═══ Entries provided

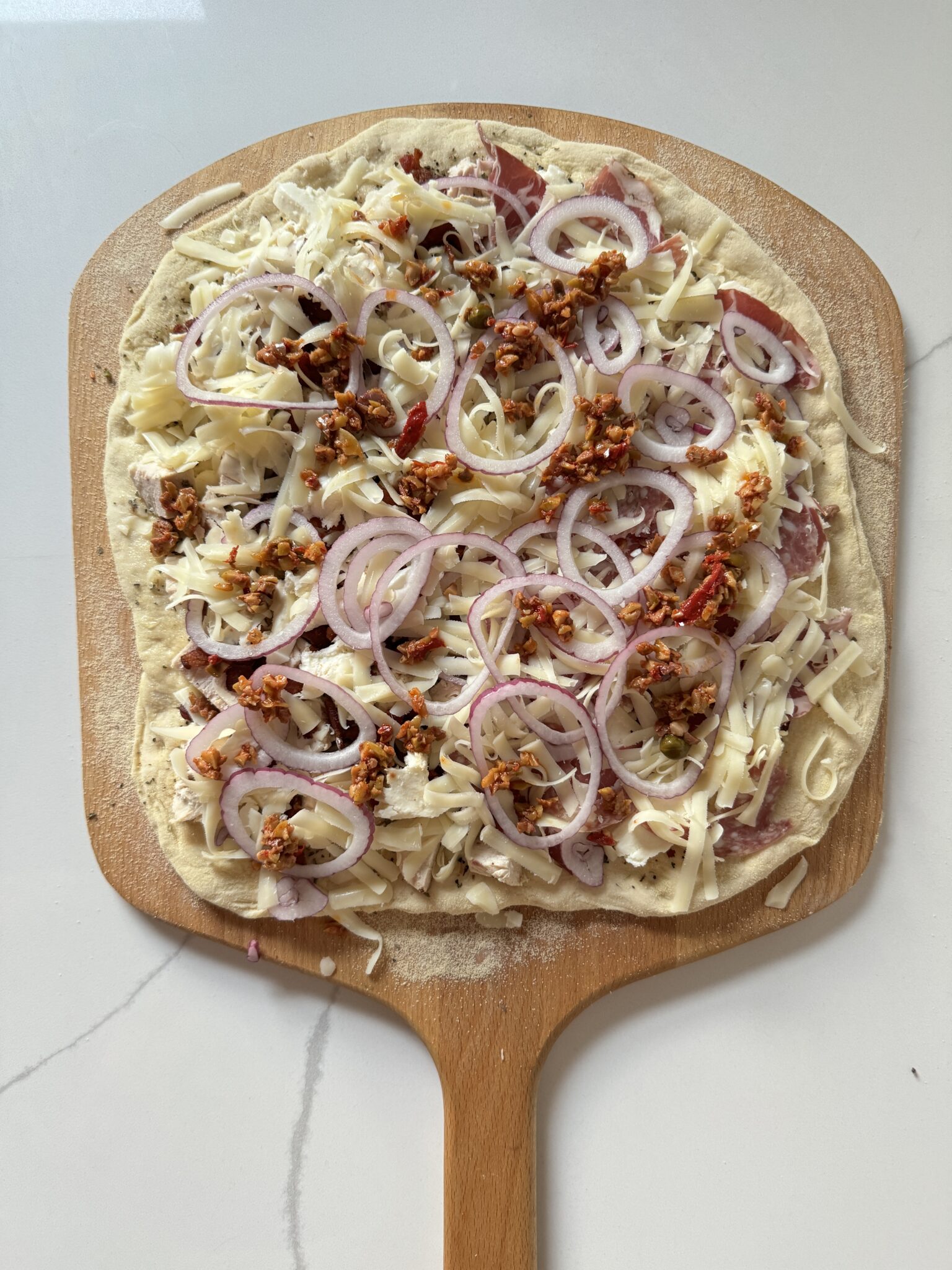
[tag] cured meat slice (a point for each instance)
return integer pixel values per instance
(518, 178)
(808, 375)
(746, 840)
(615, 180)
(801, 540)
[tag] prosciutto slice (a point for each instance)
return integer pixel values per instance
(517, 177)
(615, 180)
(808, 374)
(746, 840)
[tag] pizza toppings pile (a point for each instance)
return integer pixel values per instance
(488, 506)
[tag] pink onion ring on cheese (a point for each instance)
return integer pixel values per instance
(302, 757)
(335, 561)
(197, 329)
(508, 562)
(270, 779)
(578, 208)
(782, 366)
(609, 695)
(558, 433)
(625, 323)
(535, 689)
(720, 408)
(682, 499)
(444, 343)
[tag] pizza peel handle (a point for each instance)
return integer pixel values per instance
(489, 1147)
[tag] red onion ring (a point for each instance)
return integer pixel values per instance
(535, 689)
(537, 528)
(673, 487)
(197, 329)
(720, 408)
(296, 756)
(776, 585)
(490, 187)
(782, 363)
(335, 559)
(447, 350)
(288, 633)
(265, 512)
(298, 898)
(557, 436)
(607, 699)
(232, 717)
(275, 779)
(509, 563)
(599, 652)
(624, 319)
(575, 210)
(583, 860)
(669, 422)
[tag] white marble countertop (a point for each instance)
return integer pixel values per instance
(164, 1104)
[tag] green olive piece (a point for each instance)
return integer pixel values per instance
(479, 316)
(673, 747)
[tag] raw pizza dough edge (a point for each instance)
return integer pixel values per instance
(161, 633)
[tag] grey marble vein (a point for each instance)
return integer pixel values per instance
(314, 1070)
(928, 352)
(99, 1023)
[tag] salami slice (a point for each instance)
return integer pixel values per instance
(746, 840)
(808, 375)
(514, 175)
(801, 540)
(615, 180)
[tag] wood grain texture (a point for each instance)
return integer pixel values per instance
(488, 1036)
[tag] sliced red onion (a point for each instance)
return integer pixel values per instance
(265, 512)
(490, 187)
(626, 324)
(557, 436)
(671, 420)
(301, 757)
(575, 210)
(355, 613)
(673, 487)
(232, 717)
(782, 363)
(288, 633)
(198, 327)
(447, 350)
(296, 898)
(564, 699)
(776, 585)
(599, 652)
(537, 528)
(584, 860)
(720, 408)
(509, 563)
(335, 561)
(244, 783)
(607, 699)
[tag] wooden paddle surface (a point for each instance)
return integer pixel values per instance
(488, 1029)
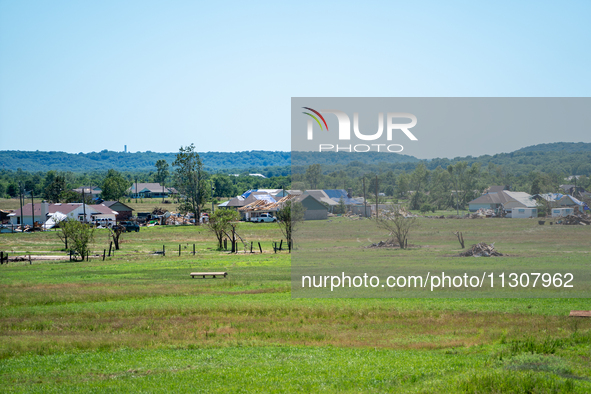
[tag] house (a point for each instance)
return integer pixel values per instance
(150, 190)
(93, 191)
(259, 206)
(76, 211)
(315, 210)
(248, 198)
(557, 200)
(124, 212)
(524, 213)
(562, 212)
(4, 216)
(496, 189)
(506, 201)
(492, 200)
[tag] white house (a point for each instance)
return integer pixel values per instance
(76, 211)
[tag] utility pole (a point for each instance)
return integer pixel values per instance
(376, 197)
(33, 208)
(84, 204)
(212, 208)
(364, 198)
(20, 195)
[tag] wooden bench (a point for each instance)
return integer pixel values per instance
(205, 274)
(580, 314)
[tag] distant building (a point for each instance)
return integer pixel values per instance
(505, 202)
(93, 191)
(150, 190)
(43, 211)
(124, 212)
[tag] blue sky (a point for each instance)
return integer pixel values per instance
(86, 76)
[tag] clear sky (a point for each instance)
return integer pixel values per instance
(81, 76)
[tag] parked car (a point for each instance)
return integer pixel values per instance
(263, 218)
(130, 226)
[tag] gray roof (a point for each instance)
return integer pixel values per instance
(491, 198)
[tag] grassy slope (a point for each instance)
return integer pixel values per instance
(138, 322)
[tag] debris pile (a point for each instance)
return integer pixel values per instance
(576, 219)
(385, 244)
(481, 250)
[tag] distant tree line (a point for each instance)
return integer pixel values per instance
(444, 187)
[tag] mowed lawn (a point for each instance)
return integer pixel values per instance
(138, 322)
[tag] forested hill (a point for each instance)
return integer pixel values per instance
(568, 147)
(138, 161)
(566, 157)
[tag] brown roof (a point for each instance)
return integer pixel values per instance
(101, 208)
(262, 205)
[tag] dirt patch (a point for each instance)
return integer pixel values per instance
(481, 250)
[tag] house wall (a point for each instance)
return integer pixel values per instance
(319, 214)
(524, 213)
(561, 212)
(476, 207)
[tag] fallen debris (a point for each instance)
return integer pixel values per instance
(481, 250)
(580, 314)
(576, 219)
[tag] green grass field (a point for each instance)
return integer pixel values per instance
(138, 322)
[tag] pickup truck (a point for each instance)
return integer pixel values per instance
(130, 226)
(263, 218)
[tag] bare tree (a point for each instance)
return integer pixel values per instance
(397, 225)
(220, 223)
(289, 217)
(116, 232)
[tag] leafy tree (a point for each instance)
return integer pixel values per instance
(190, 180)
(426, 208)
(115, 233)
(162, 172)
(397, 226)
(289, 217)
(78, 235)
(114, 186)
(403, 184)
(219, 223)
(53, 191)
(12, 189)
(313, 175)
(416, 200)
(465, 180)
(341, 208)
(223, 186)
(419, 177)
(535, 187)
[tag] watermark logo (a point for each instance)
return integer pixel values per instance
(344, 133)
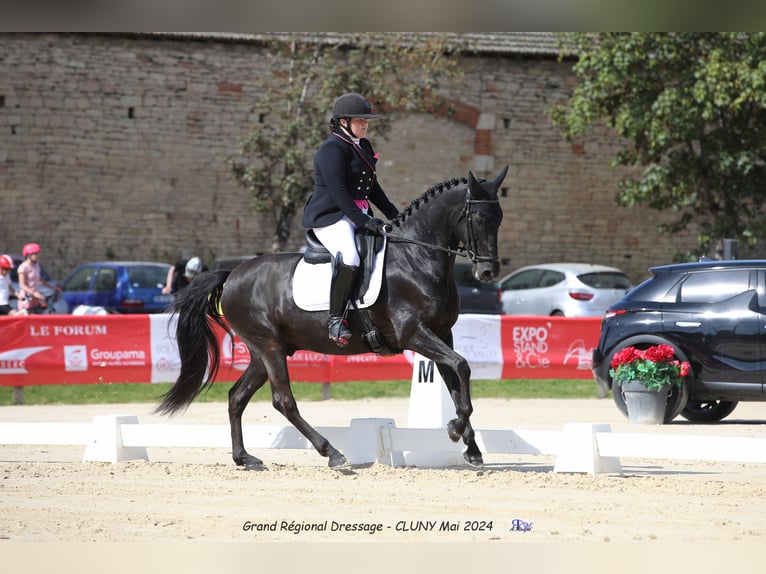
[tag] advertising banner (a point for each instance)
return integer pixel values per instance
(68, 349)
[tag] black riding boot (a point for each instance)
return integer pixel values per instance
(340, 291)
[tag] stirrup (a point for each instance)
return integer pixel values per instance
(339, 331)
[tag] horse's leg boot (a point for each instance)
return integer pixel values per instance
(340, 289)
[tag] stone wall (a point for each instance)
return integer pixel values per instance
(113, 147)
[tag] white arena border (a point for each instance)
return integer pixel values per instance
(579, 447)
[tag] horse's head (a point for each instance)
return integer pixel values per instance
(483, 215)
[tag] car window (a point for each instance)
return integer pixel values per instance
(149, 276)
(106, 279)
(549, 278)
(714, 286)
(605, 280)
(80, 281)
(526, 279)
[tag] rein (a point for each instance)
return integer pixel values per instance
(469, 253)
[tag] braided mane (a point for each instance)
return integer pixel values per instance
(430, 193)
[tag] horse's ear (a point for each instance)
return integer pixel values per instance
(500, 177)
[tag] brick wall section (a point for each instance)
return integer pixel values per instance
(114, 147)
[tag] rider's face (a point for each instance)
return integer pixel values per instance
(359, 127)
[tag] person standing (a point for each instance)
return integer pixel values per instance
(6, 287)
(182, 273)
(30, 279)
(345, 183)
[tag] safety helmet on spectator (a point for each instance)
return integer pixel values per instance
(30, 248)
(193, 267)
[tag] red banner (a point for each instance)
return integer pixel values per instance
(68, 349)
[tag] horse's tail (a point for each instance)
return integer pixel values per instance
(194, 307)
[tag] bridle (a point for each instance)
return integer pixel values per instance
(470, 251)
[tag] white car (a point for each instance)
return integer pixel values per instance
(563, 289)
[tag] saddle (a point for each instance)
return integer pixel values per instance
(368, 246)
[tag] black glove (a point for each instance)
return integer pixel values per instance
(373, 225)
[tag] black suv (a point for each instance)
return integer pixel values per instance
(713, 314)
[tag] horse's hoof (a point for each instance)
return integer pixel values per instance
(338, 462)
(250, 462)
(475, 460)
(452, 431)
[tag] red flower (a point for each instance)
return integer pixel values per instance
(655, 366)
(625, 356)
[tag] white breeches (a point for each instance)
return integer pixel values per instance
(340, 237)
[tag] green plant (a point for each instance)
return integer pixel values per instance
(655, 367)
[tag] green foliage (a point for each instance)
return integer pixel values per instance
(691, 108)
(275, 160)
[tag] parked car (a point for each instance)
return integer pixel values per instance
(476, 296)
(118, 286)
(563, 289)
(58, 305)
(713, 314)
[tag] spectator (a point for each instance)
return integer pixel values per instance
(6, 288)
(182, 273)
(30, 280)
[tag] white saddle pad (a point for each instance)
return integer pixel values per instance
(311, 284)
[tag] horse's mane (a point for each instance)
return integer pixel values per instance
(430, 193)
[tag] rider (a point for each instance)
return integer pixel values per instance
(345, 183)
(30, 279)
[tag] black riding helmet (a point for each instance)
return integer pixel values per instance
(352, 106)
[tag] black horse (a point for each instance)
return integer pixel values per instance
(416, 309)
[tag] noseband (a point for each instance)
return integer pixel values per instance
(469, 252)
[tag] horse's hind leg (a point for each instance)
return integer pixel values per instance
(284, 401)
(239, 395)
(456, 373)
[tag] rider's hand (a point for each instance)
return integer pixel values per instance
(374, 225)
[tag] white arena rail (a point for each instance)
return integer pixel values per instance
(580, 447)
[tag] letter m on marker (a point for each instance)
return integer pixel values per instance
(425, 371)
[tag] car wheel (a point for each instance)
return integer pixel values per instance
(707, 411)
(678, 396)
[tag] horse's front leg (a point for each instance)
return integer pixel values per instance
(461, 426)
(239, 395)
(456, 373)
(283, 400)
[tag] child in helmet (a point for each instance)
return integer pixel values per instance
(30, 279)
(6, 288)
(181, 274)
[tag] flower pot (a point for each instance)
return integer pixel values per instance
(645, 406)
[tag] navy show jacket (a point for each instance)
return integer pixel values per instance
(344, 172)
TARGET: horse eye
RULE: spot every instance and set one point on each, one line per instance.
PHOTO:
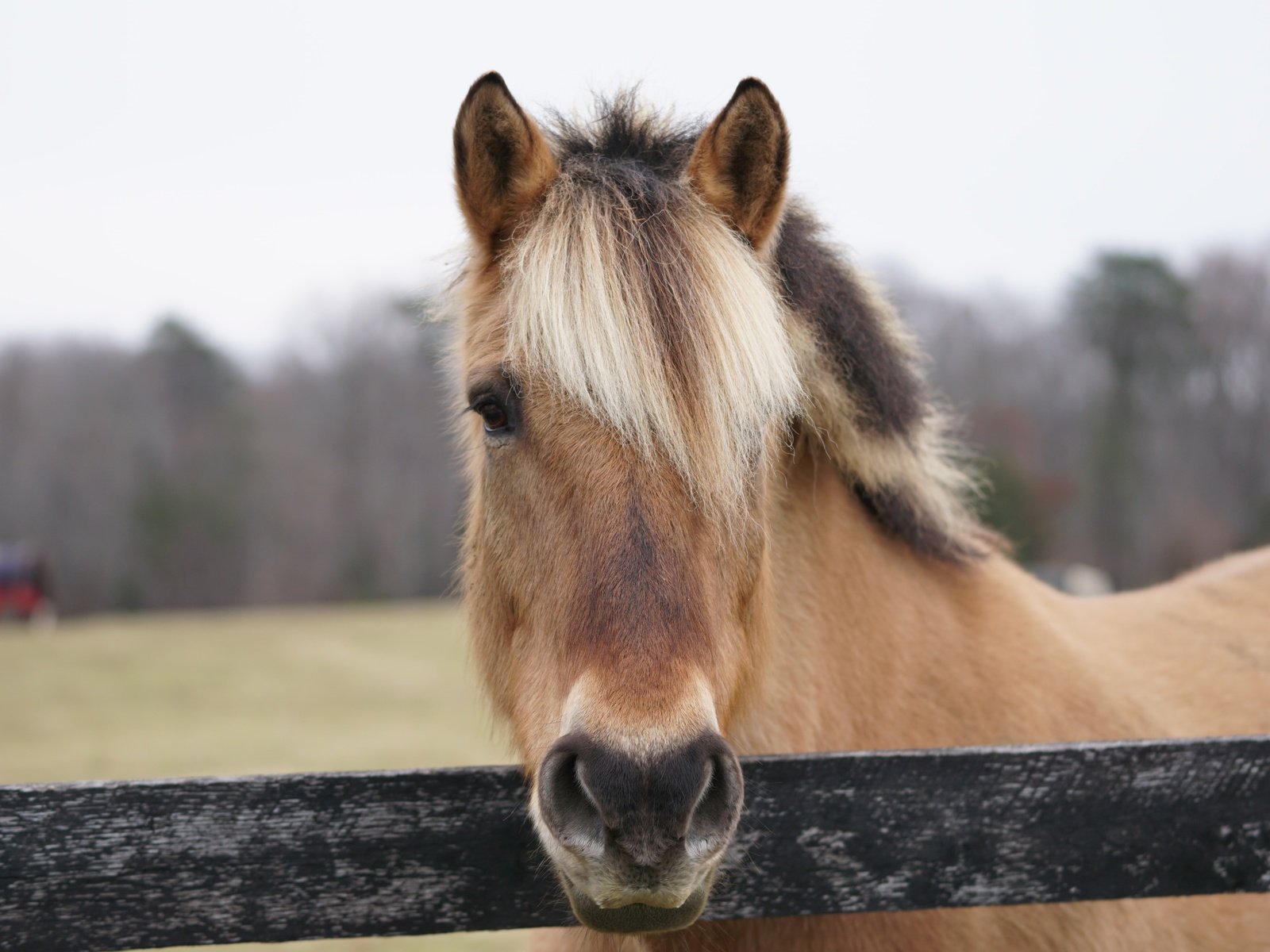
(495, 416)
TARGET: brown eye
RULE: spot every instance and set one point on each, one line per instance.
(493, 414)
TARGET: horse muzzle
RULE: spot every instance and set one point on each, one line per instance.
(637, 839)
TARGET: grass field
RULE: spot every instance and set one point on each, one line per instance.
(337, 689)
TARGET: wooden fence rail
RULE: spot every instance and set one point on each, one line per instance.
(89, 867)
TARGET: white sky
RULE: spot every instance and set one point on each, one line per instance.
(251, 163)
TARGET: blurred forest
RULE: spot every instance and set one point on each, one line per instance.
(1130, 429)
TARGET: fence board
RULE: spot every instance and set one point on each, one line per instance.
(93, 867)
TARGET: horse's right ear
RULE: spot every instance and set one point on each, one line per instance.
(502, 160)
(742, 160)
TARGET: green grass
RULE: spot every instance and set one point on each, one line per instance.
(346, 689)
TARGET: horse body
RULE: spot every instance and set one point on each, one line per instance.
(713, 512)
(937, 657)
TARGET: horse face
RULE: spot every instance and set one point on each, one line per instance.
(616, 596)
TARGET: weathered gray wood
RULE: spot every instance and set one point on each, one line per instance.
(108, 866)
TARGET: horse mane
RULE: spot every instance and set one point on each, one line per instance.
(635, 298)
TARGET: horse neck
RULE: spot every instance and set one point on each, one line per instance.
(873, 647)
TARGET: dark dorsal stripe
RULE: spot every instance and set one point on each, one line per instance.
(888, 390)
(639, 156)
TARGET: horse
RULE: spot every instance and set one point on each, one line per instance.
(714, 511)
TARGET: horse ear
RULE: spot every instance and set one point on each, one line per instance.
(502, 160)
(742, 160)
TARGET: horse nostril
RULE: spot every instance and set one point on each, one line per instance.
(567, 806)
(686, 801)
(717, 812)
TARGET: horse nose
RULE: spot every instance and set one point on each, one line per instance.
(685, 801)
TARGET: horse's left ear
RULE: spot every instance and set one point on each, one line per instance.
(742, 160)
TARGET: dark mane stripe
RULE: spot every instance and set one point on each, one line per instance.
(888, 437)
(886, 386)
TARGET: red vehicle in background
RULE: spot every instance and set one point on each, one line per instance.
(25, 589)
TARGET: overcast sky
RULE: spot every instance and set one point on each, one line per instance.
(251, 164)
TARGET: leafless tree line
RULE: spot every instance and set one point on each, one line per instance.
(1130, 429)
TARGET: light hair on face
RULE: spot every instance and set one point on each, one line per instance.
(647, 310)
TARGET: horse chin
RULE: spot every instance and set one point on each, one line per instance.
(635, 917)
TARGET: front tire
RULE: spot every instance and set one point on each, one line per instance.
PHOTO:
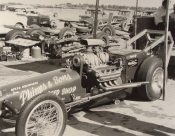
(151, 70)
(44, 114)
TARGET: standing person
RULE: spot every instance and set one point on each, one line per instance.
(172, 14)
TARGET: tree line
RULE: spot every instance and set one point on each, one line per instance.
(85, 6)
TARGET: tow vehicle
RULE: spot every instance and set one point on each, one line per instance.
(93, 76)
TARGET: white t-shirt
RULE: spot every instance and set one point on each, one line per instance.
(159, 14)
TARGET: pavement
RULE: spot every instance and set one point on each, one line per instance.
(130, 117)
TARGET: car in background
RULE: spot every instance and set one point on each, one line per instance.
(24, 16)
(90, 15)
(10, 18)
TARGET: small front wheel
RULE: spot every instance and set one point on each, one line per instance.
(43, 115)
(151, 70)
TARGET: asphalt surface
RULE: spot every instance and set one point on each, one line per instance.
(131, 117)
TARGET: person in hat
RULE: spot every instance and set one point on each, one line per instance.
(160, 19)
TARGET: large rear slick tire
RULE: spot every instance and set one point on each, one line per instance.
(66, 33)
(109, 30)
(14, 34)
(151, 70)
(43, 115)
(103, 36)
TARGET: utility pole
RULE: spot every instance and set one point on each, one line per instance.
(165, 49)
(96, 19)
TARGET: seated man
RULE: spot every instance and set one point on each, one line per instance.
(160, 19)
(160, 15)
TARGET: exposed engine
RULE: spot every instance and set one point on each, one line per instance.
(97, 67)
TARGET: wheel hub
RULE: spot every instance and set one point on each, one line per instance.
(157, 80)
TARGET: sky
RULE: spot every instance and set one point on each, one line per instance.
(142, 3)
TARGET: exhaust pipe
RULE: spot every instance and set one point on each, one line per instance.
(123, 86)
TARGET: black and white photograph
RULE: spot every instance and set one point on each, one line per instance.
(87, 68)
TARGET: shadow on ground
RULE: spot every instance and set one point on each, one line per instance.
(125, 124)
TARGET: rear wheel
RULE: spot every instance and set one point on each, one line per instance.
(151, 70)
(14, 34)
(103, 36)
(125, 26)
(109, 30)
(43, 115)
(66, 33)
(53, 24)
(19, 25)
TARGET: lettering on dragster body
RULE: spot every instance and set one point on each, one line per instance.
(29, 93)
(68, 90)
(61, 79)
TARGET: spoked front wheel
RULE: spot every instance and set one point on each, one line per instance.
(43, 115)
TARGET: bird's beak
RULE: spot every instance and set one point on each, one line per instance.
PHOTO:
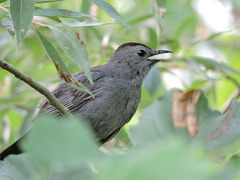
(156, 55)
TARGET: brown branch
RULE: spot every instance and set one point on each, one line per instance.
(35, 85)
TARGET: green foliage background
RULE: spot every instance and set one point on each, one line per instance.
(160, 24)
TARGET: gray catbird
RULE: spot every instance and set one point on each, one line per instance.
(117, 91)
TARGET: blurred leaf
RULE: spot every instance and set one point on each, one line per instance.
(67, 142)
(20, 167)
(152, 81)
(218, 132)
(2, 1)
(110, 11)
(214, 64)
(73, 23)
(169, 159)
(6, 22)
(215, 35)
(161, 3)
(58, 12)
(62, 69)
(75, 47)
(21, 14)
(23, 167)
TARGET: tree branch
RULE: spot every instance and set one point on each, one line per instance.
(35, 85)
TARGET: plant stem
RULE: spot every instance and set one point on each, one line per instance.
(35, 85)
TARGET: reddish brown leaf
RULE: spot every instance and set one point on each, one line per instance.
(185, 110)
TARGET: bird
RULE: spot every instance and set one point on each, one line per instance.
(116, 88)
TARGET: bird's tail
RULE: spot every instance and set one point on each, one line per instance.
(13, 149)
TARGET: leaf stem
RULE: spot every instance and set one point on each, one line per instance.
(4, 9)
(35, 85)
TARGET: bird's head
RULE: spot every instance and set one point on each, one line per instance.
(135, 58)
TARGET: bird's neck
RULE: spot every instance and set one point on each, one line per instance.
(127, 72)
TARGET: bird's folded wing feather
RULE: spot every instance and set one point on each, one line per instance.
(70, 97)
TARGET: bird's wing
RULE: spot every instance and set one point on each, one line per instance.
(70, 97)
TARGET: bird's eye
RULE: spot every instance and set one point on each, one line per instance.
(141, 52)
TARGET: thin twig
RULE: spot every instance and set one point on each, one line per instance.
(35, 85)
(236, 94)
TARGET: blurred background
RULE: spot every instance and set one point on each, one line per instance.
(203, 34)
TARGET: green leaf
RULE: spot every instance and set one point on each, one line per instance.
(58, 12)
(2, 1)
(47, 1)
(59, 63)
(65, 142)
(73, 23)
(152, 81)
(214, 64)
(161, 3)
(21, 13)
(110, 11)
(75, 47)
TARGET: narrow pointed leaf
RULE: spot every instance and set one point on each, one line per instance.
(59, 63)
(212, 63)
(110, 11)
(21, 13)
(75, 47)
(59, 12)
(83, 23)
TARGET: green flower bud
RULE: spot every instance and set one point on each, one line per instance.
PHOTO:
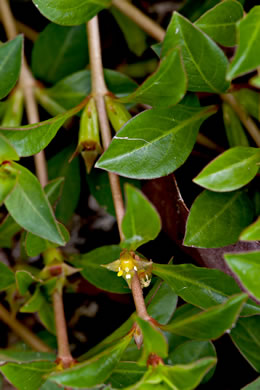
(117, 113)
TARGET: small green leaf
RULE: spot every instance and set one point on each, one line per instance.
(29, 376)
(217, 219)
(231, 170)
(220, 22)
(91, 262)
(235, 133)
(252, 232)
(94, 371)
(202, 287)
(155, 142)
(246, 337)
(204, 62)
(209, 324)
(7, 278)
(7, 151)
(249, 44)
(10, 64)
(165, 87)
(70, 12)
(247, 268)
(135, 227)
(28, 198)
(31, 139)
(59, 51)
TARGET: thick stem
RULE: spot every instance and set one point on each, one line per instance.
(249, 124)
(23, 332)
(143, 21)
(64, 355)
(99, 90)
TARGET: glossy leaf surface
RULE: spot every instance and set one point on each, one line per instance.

══════

Directions for this task — In the material above, please find every line that includes the word "pile" and copy it.

Result for this task —
[tag] pizza toppings pile (a point for each instance)
[tag] debris pile (a point for each instance)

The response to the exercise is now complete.